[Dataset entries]
^^^^
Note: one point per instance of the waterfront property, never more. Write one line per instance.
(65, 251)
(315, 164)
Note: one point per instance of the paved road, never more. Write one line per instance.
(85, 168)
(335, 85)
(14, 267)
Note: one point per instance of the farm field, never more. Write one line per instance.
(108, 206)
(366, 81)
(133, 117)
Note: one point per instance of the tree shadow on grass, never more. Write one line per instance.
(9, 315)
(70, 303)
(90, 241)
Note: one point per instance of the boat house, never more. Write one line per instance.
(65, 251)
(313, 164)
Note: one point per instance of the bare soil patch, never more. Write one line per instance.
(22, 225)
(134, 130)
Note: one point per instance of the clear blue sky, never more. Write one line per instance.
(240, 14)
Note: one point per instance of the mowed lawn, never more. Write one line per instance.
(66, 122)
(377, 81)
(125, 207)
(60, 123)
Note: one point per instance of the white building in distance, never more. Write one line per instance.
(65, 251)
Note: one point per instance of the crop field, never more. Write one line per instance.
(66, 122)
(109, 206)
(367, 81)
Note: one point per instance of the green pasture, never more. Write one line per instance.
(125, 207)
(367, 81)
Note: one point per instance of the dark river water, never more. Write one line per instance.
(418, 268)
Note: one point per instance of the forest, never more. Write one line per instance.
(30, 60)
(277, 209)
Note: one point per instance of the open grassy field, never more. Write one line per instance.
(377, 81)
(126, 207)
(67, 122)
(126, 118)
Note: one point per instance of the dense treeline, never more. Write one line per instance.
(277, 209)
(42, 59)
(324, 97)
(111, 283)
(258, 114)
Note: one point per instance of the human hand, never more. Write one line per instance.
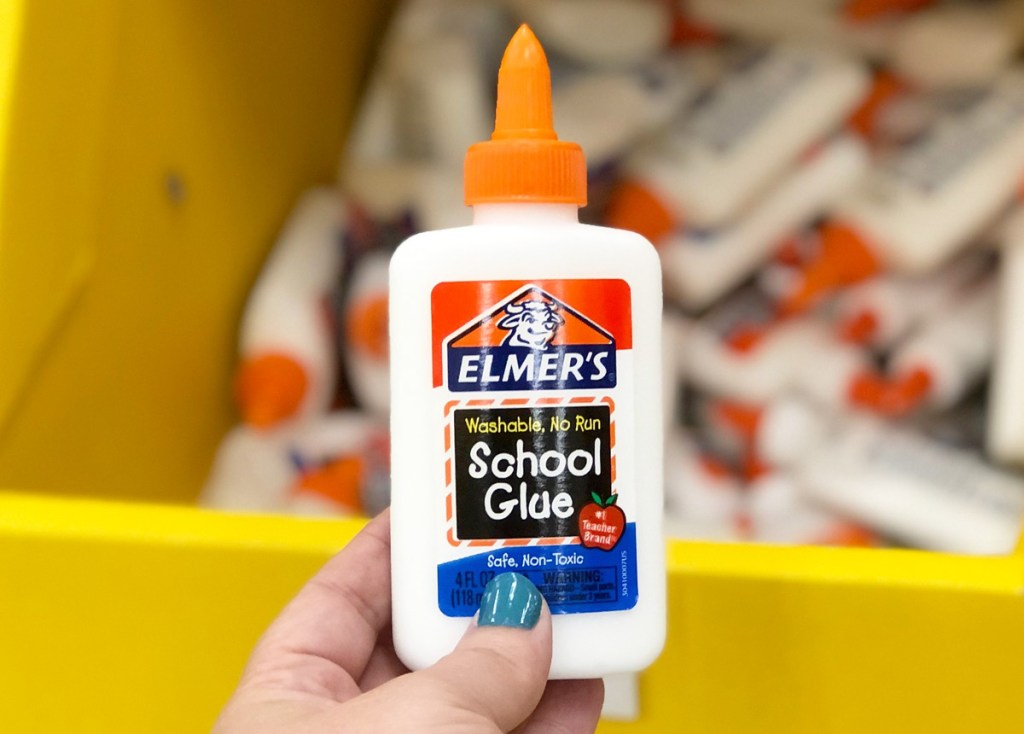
(328, 664)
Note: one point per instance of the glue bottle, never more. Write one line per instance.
(525, 402)
(288, 362)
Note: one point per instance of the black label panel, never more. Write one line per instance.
(526, 472)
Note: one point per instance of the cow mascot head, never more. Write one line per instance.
(530, 324)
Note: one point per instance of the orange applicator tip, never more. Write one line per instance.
(636, 208)
(269, 388)
(846, 258)
(338, 481)
(524, 161)
(859, 329)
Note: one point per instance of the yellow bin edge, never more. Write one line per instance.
(125, 617)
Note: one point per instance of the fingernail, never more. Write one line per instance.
(510, 600)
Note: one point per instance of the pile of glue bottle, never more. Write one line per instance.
(834, 191)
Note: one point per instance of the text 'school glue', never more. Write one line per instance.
(923, 205)
(904, 484)
(702, 264)
(750, 128)
(526, 402)
(289, 361)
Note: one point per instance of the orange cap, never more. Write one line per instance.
(885, 88)
(742, 419)
(338, 481)
(861, 328)
(846, 258)
(524, 161)
(269, 388)
(366, 326)
(636, 208)
(866, 390)
(906, 392)
(865, 10)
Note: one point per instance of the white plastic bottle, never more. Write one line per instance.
(1006, 422)
(700, 265)
(702, 498)
(958, 45)
(882, 311)
(731, 355)
(948, 355)
(864, 28)
(922, 206)
(899, 482)
(525, 403)
(366, 340)
(780, 514)
(289, 359)
(748, 130)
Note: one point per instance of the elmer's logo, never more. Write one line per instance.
(530, 341)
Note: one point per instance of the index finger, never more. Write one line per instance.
(333, 622)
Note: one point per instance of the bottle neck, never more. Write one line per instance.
(512, 213)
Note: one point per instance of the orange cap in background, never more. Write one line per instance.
(339, 481)
(846, 258)
(866, 390)
(860, 329)
(905, 393)
(865, 10)
(269, 389)
(524, 161)
(885, 87)
(366, 326)
(634, 207)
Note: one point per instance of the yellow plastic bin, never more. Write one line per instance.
(148, 152)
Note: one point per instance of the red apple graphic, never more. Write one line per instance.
(601, 523)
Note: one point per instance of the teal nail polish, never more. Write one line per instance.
(510, 600)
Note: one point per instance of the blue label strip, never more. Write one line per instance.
(572, 578)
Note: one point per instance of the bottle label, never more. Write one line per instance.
(534, 383)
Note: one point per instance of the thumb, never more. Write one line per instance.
(498, 673)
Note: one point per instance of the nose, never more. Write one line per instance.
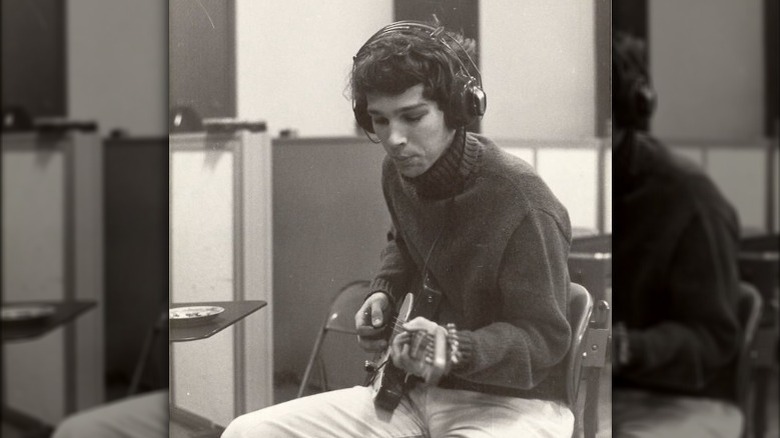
^^^^
## Goal of the exercise
What is needed is an exact copy of the entries above, with no images in it.

## Response area
Note: one point per instance of the waterfront property, never more. Write one line per instance.
(65, 251)
(315, 164)
Note: one point per instance of the paved road, never more. Write one line per instance.
(85, 168)
(335, 85)
(14, 267)
Note: one point per instance of the farm field, never more. Write one line per instance.
(108, 206)
(366, 81)
(133, 117)
Note: one point per instance of the tree shadow on grass, never more. Write one line per instance.
(9, 315)
(70, 303)
(90, 241)
Note: one point per instance of the boat house, never more. Write one line per instance.
(65, 251)
(313, 164)
Note: one point per instance of the bare soil patch, never more. Write one line per instance.
(22, 225)
(134, 130)
Note: one point per instance of the clear blue sky, never more. Write one line per instance.
(240, 14)
Note: one point per instance of the mowed lawn, never more. Write one line per instance.
(66, 122)
(377, 81)
(125, 207)
(60, 123)
Note: one point per instance of the white building in distance, never more. Write one line per instance.
(65, 251)
Note: one point per instance of the crop field, never more. Write one line per instance.
(66, 122)
(109, 206)
(367, 81)
Note: one point per instance of the green pasture, never more. Write one line per instance.
(125, 207)
(367, 81)
Note: one point per instance of the dark river water, never more. Write one line per instance.
(418, 268)
Note: one point per instance of the forest, never more. Write one line per instance.
(30, 60)
(277, 209)
Note: one point per instance of the open grassy field, never more. Write one line per instance.
(377, 81)
(126, 207)
(67, 122)
(126, 118)
Note: one point per instance of the dense treeline, never more. Write one line per instance.
(277, 209)
(42, 59)
(324, 97)
(111, 283)
(258, 114)
Note: one point per instance of the human hand, never more. Write one line per instance.
(328, 664)
Note: one point per instance of the glue bottle, never more. Write one line per instance.
(525, 402)
(288, 362)
Note: one point per instance of the black label panel, never more. Write one line per instance.
(526, 472)
Note: one point per instance of the cow mascot head, never more. Write one line per instance.
(530, 324)
Note: one point per instance of the orange applicator tip, never more. Write one line per instance.
(636, 208)
(269, 388)
(846, 258)
(338, 481)
(524, 161)
(859, 329)
Note: one point per instance of the yellow bin edge, never more. Write one line per instance.
(125, 617)
Note: one point per instance of the fingernail, never more. Write one line per instance.
(510, 600)
Note: one point per instance of the pile of glue bottle, never more. Write one line per instance.
(834, 191)
Note: one point per instance of the text 'school glue', never more. Write one line per instance.
(923, 205)
(904, 484)
(702, 264)
(750, 128)
(526, 402)
(289, 361)
Note: one point per instance of the orange cap, never more. Write one line per instance.
(885, 88)
(742, 419)
(338, 481)
(861, 328)
(846, 258)
(524, 161)
(269, 388)
(366, 326)
(636, 208)
(866, 390)
(906, 392)
(865, 10)
Note: one point per instance of the white plastic bottle, never more. Write one line per instance.
(1006, 422)
(700, 265)
(702, 498)
(958, 45)
(882, 311)
(731, 355)
(948, 355)
(864, 28)
(922, 206)
(899, 482)
(525, 403)
(366, 340)
(780, 514)
(289, 359)
(748, 130)
Note: one point per instance of the elmer's logo, never more. Write one line per instance.
(530, 341)
Note: one point per instance of the index finger, never more. Write one line per instance.
(333, 622)
Note: one point per instance of the bottle neck, never more. Write one line per instance.
(512, 213)
Note: one point per instance of the orange cap in background, never more. Write one line per instance.
(339, 481)
(846, 258)
(866, 390)
(860, 329)
(905, 393)
(865, 10)
(269, 389)
(524, 161)
(885, 87)
(366, 326)
(634, 207)
Note: one point per instance of the yellow plastic bin, never more. Write one line per instance.
(148, 152)
Note: one point per instance of the red apple graphic, never more. Write one line per instance.
(601, 523)
Note: one point per instance of the teal nail polish, never more. Write one line per instance.
(510, 600)
Note: one point per instance of the blue label strip, never more. Write one line per instance.
(572, 578)
Note: one point per instance of the bottle label, never more. Write one line per instance.
(534, 383)
Note: one point per instance of the thumb, never more. Write one line per instance.
(498, 673)
Note: one point per instance of the nose, never more. Write one line per instance.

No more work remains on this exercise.